_EXERCISE BRIEF:_ Wherever the word "garland" appears in a line of the records, copy that line.

-=-=-=-=-

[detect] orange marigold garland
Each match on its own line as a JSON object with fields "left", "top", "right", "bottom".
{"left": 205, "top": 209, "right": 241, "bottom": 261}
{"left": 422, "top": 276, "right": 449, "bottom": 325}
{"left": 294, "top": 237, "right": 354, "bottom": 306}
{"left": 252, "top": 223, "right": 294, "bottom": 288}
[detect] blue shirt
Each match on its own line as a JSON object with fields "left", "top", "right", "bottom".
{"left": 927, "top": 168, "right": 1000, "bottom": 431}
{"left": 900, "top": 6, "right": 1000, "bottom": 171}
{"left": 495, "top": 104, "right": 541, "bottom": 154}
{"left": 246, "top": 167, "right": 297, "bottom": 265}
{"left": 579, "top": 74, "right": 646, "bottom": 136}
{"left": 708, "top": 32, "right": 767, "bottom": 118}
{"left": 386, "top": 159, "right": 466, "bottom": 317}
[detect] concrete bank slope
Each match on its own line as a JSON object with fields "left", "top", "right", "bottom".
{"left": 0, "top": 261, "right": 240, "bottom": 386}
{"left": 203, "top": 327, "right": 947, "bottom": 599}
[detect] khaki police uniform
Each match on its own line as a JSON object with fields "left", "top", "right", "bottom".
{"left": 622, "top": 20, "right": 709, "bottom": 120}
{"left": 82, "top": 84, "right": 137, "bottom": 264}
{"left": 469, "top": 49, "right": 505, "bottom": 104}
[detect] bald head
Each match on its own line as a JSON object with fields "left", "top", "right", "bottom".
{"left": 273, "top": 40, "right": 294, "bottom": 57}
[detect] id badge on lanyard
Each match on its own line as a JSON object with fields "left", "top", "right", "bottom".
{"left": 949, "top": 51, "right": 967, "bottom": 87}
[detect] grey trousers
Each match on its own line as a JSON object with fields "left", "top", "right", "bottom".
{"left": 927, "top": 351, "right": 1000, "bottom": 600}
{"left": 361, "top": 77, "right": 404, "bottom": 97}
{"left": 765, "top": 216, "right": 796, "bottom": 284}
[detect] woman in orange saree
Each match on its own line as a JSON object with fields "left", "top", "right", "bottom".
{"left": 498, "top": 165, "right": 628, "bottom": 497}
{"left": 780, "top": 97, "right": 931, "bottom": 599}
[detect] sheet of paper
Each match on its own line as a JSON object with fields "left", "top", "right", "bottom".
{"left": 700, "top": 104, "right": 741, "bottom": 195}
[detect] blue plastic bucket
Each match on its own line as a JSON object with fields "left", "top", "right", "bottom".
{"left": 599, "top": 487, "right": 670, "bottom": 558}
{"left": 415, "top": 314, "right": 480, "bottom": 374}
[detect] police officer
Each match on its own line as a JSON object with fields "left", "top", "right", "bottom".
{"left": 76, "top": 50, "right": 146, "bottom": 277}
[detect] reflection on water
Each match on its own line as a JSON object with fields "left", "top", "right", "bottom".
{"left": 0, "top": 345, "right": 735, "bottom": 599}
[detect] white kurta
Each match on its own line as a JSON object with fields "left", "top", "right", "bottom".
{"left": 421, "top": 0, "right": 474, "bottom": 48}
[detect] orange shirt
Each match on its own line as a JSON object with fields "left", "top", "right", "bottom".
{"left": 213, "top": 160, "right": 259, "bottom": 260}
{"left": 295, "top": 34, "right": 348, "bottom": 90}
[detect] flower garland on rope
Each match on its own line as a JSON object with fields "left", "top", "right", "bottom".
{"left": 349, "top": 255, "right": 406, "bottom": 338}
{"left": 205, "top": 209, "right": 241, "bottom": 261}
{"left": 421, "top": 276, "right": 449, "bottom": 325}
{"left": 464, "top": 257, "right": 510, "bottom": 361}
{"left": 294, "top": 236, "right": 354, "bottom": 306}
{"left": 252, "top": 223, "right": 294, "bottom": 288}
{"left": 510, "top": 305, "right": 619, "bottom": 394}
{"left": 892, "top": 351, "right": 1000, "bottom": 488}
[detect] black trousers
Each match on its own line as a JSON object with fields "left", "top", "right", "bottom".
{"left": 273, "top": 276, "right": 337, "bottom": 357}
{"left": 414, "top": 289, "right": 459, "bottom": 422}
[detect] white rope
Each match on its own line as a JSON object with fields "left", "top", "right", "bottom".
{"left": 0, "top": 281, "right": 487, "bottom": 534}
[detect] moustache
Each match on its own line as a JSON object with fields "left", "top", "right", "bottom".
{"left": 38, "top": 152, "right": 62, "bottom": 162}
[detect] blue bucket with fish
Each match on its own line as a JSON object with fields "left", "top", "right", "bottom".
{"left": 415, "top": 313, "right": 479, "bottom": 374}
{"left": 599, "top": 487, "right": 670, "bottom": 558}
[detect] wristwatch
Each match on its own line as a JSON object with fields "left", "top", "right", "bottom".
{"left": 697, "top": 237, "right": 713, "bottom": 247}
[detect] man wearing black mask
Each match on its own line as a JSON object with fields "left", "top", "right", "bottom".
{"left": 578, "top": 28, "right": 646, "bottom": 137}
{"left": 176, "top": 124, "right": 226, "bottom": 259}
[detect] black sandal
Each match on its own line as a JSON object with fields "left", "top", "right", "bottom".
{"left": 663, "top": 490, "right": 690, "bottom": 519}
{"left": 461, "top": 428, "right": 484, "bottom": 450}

-=-=-=-=-

_SOLUTION TO THIS PROBLEM:_
[detect] orange marigold garland
[detect] flower garland on rope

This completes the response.